Martellata Publication

  • Examples of some tests of texts, narrating ‘the attack’ from all actant’s perspectives:

    THE FIRST TIME
    It was a sunny and busy morning of July. I was nervous waiting for Franca Falletti and, as usual, I was stressing out myself. … I was regretting for not having checked out earlier further information about her career – as if I would have had that much time!

    It was actually good to be in Italy for the project and the Research Pavilion in Venice. I felt that it gave me credibility in order to start a project in anew country where no one knew my work.

    After a short while, which felt very long, and a couple of SMS, I saw her arriving. She was dressed in casual and fresh clothes. That, and the fact that she was late, made me feel good. I got the impression that she was an approachable person, and yes indeed, she was .

COMPLETE THE FOLLOWING:
a – Using the Martellata excerpt, decide whether each statement agrees with it, answering yes or no and quoting the exact words that settle it: (i) the meeting took place on a rainy morning; (ii) Franca Falletti arrived late; (iii) the narrator felt that being in Italy lent credibility.
b – Summarize the Martellata excerpt in two sentences.
c – According to the Martellata excerpt, how was Franca Falletti dressed when she arrived?
The records that come after the Martellata excerpt have no part in what is asked here.

ITEMS:
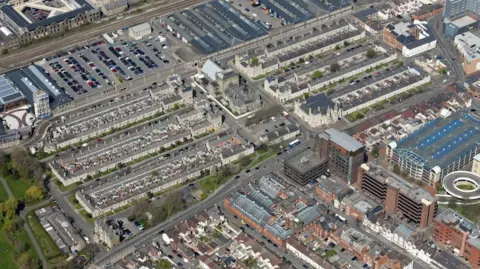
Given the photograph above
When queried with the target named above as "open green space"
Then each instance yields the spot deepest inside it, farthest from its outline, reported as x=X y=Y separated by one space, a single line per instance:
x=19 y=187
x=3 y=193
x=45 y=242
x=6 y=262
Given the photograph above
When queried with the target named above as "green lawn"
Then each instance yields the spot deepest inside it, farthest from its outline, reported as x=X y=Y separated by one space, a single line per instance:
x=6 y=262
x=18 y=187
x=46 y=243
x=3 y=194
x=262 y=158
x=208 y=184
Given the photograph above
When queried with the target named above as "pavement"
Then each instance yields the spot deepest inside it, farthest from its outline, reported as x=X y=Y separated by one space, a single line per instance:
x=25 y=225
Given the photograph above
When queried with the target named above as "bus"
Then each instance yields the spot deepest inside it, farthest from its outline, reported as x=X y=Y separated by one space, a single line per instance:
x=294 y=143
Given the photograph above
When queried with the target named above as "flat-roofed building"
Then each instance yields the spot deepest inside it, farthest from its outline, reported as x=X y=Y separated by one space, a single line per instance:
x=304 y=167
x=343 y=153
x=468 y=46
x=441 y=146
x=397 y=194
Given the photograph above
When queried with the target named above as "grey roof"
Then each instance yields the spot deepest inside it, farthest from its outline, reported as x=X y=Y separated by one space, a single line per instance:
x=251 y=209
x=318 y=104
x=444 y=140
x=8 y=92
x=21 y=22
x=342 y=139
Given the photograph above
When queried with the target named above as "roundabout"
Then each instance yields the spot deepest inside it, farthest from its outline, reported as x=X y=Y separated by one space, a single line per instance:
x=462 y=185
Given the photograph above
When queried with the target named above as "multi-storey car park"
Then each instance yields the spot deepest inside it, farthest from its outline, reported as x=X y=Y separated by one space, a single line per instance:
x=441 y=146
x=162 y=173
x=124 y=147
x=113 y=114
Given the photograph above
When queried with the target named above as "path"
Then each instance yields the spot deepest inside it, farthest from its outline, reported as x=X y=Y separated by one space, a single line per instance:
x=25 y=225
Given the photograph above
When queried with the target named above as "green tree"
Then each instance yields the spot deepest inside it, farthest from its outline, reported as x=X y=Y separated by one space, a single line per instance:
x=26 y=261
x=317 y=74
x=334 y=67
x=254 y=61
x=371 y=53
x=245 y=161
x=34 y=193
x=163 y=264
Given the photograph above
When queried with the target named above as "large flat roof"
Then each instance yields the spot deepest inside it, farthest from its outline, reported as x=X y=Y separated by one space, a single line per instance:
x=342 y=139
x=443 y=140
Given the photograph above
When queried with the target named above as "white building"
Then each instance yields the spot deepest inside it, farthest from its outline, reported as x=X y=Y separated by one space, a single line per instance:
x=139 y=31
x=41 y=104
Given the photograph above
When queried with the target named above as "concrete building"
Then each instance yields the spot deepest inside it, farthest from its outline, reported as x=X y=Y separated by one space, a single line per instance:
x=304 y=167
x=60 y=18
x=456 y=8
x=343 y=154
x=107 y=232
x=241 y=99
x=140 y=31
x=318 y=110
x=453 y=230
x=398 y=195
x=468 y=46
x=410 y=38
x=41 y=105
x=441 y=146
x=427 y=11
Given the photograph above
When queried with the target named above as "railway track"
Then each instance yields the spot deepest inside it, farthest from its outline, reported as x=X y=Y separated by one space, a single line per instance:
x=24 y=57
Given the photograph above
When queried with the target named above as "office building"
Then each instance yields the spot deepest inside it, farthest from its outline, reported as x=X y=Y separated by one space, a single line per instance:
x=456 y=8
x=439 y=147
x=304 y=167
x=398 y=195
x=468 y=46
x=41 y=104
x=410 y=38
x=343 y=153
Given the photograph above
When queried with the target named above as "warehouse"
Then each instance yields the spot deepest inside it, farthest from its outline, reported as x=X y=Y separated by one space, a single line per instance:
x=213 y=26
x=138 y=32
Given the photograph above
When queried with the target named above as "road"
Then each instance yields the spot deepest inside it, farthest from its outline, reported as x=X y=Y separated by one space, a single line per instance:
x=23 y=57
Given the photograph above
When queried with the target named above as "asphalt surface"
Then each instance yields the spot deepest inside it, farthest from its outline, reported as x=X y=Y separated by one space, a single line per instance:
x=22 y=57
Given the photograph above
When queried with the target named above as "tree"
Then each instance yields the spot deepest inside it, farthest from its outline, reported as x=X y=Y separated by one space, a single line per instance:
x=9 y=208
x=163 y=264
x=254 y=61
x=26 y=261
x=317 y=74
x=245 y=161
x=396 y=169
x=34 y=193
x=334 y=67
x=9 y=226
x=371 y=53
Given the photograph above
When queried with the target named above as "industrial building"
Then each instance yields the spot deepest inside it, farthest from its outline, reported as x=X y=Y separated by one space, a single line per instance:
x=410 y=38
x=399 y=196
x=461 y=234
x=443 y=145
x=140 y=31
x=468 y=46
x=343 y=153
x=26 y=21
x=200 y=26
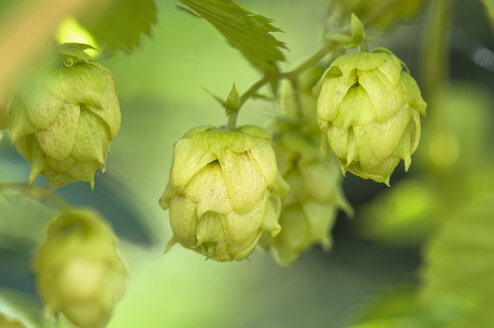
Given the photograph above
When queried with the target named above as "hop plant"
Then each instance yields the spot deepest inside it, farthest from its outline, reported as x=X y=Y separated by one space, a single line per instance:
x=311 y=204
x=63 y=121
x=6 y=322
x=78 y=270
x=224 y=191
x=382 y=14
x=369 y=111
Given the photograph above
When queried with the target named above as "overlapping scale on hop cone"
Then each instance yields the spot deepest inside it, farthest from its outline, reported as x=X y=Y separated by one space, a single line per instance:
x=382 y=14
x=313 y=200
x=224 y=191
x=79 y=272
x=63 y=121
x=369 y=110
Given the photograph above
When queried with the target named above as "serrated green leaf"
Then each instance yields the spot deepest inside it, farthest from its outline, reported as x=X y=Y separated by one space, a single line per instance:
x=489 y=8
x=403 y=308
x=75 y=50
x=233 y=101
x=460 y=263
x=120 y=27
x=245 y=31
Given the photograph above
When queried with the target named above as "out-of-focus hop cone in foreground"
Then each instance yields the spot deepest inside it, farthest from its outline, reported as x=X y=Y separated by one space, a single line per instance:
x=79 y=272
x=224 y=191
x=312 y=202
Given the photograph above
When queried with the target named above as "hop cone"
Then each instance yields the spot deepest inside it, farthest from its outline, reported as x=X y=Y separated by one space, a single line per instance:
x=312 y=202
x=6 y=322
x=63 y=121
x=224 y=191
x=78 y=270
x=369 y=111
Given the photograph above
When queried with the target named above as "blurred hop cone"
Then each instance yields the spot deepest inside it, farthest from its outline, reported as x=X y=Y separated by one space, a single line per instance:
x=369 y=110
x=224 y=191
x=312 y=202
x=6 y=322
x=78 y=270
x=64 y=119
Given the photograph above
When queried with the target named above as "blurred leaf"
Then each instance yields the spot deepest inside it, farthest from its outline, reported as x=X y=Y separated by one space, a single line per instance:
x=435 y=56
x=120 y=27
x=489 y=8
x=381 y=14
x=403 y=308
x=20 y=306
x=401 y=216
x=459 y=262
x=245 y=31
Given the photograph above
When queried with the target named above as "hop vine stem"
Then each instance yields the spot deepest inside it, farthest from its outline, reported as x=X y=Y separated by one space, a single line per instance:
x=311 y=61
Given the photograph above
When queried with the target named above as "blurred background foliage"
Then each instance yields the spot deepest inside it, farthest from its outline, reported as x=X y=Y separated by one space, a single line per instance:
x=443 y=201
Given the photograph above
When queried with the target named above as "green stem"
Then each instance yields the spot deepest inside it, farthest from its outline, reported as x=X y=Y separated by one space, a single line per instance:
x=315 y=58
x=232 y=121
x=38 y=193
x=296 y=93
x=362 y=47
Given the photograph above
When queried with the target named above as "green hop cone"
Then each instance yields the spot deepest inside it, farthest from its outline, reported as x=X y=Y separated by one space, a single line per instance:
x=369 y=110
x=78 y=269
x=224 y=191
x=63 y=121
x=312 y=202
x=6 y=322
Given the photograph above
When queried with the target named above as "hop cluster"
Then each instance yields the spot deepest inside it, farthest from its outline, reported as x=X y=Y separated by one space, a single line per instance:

ANSWERS TO THE TASKS:
a –
(i) No: "It was a sunny and busy morning of July."
(ii) Yes: "the fact that she was late"
(iii) Yes: "I felt that it gave me credibility"

b – On a sunny July morning, the narrator waited nervously for Franca Falletti, regretting not having looked up more about her career, and felt that being in Italy for the project and the Research Pavilion in Venice gave credibility. When she arrived late and casually dressed, the narrator got the impression that she was approachable, and she was.

c – She was dressed in casual and fresh clothes.